EXERCISE PROMPT:
Rewrite the listing below with each "field scouting" changed to "crop survey" and everything else left as it is.

--- GIVEN RECORDS ---

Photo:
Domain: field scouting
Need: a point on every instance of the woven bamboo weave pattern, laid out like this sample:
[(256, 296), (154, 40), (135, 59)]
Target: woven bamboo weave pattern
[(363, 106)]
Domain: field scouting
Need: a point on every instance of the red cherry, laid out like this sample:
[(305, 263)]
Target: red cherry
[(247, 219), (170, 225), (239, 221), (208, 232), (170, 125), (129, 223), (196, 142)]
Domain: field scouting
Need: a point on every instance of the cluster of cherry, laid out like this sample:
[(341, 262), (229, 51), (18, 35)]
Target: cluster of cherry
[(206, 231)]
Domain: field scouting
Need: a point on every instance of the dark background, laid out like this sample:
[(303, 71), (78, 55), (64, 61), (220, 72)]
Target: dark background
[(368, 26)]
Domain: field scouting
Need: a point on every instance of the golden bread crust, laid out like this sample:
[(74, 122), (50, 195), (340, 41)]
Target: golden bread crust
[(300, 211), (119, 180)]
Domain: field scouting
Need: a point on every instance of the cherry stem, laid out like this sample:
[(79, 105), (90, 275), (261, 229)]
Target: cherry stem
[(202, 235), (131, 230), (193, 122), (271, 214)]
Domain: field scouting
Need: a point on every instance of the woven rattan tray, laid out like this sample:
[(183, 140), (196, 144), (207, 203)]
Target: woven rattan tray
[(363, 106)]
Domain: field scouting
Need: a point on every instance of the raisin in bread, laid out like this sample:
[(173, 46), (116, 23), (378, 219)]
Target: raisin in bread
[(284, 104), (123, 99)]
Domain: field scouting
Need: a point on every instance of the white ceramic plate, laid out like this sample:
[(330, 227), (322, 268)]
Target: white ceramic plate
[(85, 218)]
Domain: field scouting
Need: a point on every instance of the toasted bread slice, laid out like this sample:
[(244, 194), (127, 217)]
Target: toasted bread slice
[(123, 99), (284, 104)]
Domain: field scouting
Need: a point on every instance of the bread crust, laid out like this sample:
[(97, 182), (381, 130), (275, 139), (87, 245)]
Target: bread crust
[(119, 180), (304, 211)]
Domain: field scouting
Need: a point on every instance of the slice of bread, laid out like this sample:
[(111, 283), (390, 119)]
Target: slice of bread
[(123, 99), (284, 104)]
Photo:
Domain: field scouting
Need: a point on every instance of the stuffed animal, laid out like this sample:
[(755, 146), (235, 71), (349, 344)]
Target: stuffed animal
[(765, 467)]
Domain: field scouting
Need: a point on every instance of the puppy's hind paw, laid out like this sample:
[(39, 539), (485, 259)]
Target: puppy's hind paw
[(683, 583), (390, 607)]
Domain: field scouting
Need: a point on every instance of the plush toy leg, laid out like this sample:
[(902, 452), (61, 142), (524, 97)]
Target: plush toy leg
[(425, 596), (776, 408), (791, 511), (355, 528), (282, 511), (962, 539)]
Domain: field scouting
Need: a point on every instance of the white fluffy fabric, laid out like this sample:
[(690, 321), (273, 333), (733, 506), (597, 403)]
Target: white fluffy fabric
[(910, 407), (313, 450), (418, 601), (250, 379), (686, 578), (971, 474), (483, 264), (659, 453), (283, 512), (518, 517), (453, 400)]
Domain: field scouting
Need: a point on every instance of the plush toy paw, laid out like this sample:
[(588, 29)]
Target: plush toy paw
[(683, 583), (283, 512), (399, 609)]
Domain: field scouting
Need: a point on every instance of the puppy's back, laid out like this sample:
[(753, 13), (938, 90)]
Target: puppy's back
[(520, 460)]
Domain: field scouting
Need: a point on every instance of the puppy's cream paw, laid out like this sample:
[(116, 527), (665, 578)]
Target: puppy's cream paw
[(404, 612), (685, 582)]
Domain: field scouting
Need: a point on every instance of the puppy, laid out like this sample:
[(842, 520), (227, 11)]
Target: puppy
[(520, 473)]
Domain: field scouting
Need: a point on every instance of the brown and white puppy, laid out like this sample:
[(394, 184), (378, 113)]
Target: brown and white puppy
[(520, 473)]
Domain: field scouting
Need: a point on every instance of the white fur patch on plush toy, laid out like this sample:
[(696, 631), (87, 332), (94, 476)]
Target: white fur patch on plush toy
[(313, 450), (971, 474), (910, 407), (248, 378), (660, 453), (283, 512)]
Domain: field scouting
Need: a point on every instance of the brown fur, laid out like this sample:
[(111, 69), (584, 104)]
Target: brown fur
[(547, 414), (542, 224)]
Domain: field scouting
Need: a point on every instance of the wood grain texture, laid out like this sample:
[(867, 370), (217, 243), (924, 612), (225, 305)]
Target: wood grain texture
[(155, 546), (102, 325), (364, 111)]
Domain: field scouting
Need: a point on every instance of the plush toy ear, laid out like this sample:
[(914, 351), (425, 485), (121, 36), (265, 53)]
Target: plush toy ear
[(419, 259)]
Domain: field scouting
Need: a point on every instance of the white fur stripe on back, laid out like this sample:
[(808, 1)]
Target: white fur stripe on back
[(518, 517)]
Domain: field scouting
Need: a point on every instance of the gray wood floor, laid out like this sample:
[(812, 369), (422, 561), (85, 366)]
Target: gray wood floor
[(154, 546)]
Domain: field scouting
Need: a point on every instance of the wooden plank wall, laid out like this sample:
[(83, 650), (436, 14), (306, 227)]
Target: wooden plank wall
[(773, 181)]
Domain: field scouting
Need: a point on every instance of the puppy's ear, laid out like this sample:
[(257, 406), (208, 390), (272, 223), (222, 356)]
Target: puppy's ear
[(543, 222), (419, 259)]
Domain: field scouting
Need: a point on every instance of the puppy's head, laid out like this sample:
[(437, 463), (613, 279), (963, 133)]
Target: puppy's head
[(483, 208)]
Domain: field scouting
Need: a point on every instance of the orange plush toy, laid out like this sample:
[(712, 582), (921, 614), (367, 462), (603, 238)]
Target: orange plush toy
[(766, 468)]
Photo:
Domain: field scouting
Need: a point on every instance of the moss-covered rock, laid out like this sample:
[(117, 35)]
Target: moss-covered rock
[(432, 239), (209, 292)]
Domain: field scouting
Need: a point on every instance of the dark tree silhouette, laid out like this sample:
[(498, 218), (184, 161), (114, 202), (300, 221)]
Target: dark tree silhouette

---

SOLUTION TO THIS TASK:
Photo:
Domain: crop survey
Need: a point on every instance of the woven bamboo weave pattern, laid out like this sample:
[(256, 296), (154, 40), (135, 59)]
Target: woven bamboo weave pattern
[(363, 106)]
Domain: crop survey
Need: a point on every instance of the red cherry, laid out like this sample:
[(305, 263)]
Target: red cherry
[(247, 219), (170, 225), (239, 221), (208, 232), (170, 125), (129, 223), (196, 142)]
Domain: crop survey
Need: a point on every instance of the cluster of cherry, laid out like this sample:
[(341, 262), (229, 51), (18, 35)]
Target: cluster of cherry
[(206, 231)]
Domain: crop survey
Need: a point on every instance of the dark background, laid out like this sample:
[(303, 71), (78, 55), (64, 61), (220, 72)]
Target: dark background
[(368, 26)]
Domain: crop survey
Need: a point on every instance of the golden bread crust, laid out like this sample:
[(74, 122), (50, 195), (340, 41)]
Target: golden bread crust
[(300, 211), (119, 180)]
Domain: crop survey
Need: a point on every instance of the cherry stem, laid out like this sample:
[(79, 105), (90, 275), (261, 229)]
Target: cherry stem
[(202, 235), (131, 230), (193, 122), (271, 214)]
Domain: crop survey
Need: a point on every instance of the woven rattan tray, laid out like this sample:
[(183, 140), (196, 144), (207, 203)]
Target: woven rattan tray
[(363, 106)]
Domain: crop survey
Need: a point on every instance of the raisin in bread, laid out like this sample:
[(173, 46), (116, 23), (378, 219)]
Target: raisin in bread
[(284, 104), (123, 99)]
Domain: crop survey
Need: a point on every instance of the white ceramic plate, laid out like this sample:
[(330, 227), (322, 268)]
Target: white ceramic plate
[(85, 218)]
Domain: crop survey
Need: a point on every instance of the toasted bread slice, laid out like this sample:
[(244, 194), (127, 217)]
Target: toasted bread slice
[(123, 99), (284, 104)]
Domain: crop survey
Need: a point on every instance of the bread crust, laid out like this sample:
[(97, 182), (381, 130), (275, 139), (87, 245)]
Target: bread crust
[(119, 180), (304, 211)]
Domain: crop survey
Need: a point on every instance of the slice of bread, laid out like this sample:
[(111, 283), (390, 119)]
Target: slice of bread
[(123, 99), (284, 104)]
Photo:
Domain: crop survey
Need: a point on every instance of the stuffed animal, laid out like this sample:
[(755, 146), (235, 71), (349, 344)]
Target: stuffed animal
[(765, 467)]
Domain: crop survey
Need: a point on every instance of the puppy's hind paw, laid out like this sample:
[(39, 539), (485, 259)]
Target: puppy's hind paw
[(683, 583), (390, 607)]
Domain: crop survey
Need: a point on every instance of the plush toy leg, laid out like this sample:
[(902, 452), (61, 142), (524, 97)]
Target: plush toy leg
[(425, 596), (776, 408), (791, 511), (355, 528), (282, 511), (962, 539)]
Domain: crop survey
Need: a point on every instance of the white fluffy fabric, laid out like this sample:
[(690, 321), (273, 333), (733, 506), (597, 403)]
Target: white fluffy fabric
[(910, 407), (313, 450), (418, 601), (250, 379), (686, 578), (971, 474), (483, 264), (659, 453), (283, 512), (518, 517), (453, 400)]
Domain: crop survey
Need: a point on every instance of the plush toy paw, laid out like this sample:
[(588, 29)]
Target: plush toy paw
[(683, 583), (283, 512), (399, 609)]
Domain: crop survey
Need: a point on every instance of the puppy's back, laid out like this sample:
[(753, 13), (938, 90)]
Target: puppy's back
[(520, 460)]
Domain: crop survey
Need: a point on every instance of the puppy's cream paw, laid out like this sample:
[(116, 527), (665, 578)]
Target: puppy's cream paw
[(404, 612), (685, 582)]
Domain: crop survey
Need: a point on every instance of the puppy, laid out like this sample:
[(842, 520), (227, 11)]
Target: puppy
[(520, 473)]
Domain: crop survey
Need: a point on every instance of the brown and white puppy, laid out like this sample:
[(394, 184), (378, 113)]
Target: brown and white puppy
[(520, 473)]
Domain: crop survey
Need: a point on every instance of the white fur patch on plush toy, laid out like this sample:
[(696, 631), (87, 332), (94, 476)]
Target: white fur patch on plush toy
[(313, 450), (971, 474), (910, 407), (248, 378), (660, 453), (283, 512)]
Domain: crop survey
Need: a point on every instance of the brown fur, laid out like this sample:
[(111, 69), (584, 104)]
Target: brown fur
[(547, 414), (542, 224)]
Domain: crop survey
Need: a point on every instance of the wood grain texture, laid out like this sample:
[(867, 370), (217, 243), (924, 612), (225, 305)]
Target: wood grain texture
[(155, 546), (102, 325), (364, 111)]
Domain: crop survey
Need: a point on every instance of the plush toy ear, laid out like this sample:
[(914, 351), (425, 485), (121, 36), (265, 53)]
Target: plush toy ear
[(419, 259)]
Domain: crop survey
Need: a point on every instance of the white fur stripe on back, laid out like this sample:
[(808, 1)]
Target: white fur stripe on back
[(518, 517)]
Domain: crop survey
Need: a point on every instance of the gray wood floor, laid out like this sample:
[(812, 369), (422, 561), (85, 366)]
Target: gray wood floor
[(154, 546)]
Domain: crop survey
Need: a point on every instance of the wooden plank wall, laid out like this sample:
[(83, 650), (436, 14), (306, 227)]
Target: wooden plank wall
[(773, 181)]
Domain: crop survey
Need: a point on every instance of the puppy's ear, laid out like this sample:
[(257, 406), (208, 390), (272, 223), (222, 356)]
Target: puppy's ear
[(543, 222), (419, 259)]
Domain: crop survey
Need: a point on every instance of the puppy's head, laid out like this sample:
[(437, 463), (613, 279), (963, 133)]
Target: puppy's head
[(483, 208)]
Domain: crop survey
Need: a point on every instance of the orange plush toy, laid out like this sample:
[(712, 582), (921, 614), (367, 462), (603, 238)]
Target: orange plush toy
[(766, 468)]
Photo:
Domain: crop survey
Need: a point on every instance of the moss-covered rock, laid out like this sample:
[(117, 35)]
Target: moss-covered rock
[(432, 239), (209, 292)]
Domain: crop survey
Need: a point on every instance of the dark tree silhouette, laid out like this sample:
[(498, 218), (184, 161), (114, 202), (300, 221)]
Target: dark tree silhouette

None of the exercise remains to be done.